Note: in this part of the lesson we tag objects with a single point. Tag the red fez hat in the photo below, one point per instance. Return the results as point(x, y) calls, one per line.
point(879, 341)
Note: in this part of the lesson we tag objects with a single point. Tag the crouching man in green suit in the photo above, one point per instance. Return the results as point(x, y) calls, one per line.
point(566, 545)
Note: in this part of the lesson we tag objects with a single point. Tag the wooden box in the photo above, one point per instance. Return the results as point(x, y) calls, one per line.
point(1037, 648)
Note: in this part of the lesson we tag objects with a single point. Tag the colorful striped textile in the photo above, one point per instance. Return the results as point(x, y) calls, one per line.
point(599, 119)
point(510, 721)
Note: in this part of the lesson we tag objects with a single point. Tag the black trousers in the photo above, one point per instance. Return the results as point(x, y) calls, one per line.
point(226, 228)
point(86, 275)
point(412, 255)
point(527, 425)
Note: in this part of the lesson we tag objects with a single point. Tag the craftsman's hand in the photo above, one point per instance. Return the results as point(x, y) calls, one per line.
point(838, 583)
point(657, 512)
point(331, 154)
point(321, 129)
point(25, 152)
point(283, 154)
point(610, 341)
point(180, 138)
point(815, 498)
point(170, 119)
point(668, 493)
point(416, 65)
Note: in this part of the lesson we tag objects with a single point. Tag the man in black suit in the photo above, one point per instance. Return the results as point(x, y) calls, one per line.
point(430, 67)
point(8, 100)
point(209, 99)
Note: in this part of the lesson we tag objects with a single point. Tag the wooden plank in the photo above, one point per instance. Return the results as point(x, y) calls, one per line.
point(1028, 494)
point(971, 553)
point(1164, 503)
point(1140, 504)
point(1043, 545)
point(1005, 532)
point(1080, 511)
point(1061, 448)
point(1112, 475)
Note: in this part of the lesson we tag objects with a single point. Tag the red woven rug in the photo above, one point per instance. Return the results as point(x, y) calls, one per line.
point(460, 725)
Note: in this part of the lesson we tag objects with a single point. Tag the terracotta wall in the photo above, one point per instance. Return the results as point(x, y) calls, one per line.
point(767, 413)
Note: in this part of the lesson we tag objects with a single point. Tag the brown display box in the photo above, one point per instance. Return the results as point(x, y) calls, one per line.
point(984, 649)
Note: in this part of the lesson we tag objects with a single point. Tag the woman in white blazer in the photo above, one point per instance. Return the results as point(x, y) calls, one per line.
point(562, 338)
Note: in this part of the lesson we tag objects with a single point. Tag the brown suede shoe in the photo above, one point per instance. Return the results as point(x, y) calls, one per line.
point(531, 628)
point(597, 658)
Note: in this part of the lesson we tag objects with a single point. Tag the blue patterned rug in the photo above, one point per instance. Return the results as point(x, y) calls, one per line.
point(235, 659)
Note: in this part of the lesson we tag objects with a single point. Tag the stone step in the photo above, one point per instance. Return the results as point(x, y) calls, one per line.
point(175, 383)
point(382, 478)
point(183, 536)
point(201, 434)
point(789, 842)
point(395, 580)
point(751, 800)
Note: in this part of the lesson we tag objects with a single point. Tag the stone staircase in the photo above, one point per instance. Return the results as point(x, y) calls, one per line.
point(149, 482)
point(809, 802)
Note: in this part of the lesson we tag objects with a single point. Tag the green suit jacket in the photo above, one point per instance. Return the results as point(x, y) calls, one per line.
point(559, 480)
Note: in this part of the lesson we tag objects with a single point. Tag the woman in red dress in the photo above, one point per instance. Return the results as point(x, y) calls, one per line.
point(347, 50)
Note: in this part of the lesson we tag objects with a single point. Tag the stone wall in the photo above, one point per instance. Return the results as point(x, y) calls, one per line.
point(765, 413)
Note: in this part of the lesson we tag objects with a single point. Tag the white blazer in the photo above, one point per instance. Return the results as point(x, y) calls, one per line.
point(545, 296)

PROMPT:
Repeat back the material above verbatim, including every line.

FINISHED EXERCISE:
Note: in this part of the lesson we tag objects with a single point. Tag the red fez hat in the photo below, one point per instance. Return the results as point(x, y) calls, one per line.
point(879, 341)
Note: in this part of the lesson we tag objects with a single point. Tag the crouching man in green suit in the photo above, one point per instance. Return the results as point(x, y) calls, one per line.
point(566, 545)
Note: in this part of the lesson we tag objects with a single point. Tag the wooden box in the photo above, one point per instance. Return the results as point(x, y) calls, one per line.
point(1037, 648)
Note: in this part of the lesson we tag objects with a single point. Tag the colorful striped textile in the photo above, one point per instance. Return the results as point(x, y) calls, one per line.
point(599, 119)
point(510, 721)
Note: in this part of the lesson we tag objects with a single point. Tag the black trousers in the photo above, one point per instance. Return the results as point(x, y) calls, one per line.
point(226, 228)
point(86, 275)
point(412, 255)
point(527, 425)
Note: in this part of the lesson we tag objects with a single point. Tag the craftsman's hand in the photo above, one point per instance. Return the results as point(x, y) calls, one per line.
point(838, 583)
point(657, 512)
point(331, 154)
point(321, 129)
point(25, 152)
point(283, 154)
point(610, 341)
point(180, 138)
point(815, 498)
point(170, 119)
point(668, 493)
point(416, 65)
Note: in this part of the lesson we tag objects with a single point. Tag the man in black suit in the photo above, one point per instance. Return the results as point(x, y) calls, one per line.
point(430, 67)
point(8, 100)
point(209, 99)
Note: in this part of the lesson we tag objects with a single point. Tag the wooden plank in the photo above, one point per instance. Return the results as point(x, y) calls, one per line.
point(1028, 494)
point(971, 553)
point(1164, 503)
point(1140, 504)
point(1043, 545)
point(1005, 532)
point(1080, 511)
point(1061, 448)
point(1112, 475)
Note: in this part of the lesson we tag objects with a single point. Tag the red woven rug in the photo above, one point per instance. Return the results as point(x, y) calls, one per line.
point(460, 725)
Note: in this part of the lesson we tag objects with a single point. Tag the terracotta wall in the photo above, one point per instance. Return the results as point(x, y) calls, one per line.
point(767, 413)
Note: in this part of the lesson we tag objects with a single point. Tag the brown display box in the photo above, one point per instance. Return the results as point(x, y) calls, one per line.
point(984, 649)
Note: in this part of the lesson we tag objects with a single point. Tag the woman in white blazer in the photo above, one point per instance. Return the results as point(x, y) calls, one per line.
point(562, 338)
Note: in this part of the lesson we tag objects with a single point. Tag the brown suede shoe in the photo above, one point per instance. Return the results as point(x, y) calls, one per line.
point(531, 628)
point(597, 658)
Note: in this part of the lesson we tag objects with a single point. Tag the blue patterned rug in the photo above, one point per instance. Return the results as point(x, y) calls, one per line.
point(235, 659)
Note: in this part of the lesson we tag objects with a single point. Tag the stone step in the photo above, one point per instance. Return the results as point(x, y) calls, one per line.
point(175, 383)
point(382, 478)
point(183, 536)
point(201, 434)
point(789, 842)
point(395, 580)
point(751, 800)
Note: in this part of the lesson we tag objects with a single point. Tag the stone staircase in the photo above, one point per instance. Return the results as point(x, y) calls, one per line.
point(149, 482)
point(809, 802)
Note: in this part of the lesson we tag objects with a single point. Tag the green suit jacket in the photo above, one point per instance. Return the results as point(x, y) calls, one per line.
point(559, 480)
Note: in this part of the lesson we tag objects with a single point. Tag the woman in red dress in the photo above, one point per instance. Return the results as point(x, y) calls, one per line.
point(347, 50)
Note: in this part of the lesson we tag objects with a single point. Tag the stone wall in the photo above, one point per instance. Return the results as point(x, y) calls, one per line.
point(765, 413)
Note: in this part of the lesson we tag objects with a single point. Tag the white blazer in the photo above, one point per instance. Return the results as point(x, y) calls, one per line.
point(545, 296)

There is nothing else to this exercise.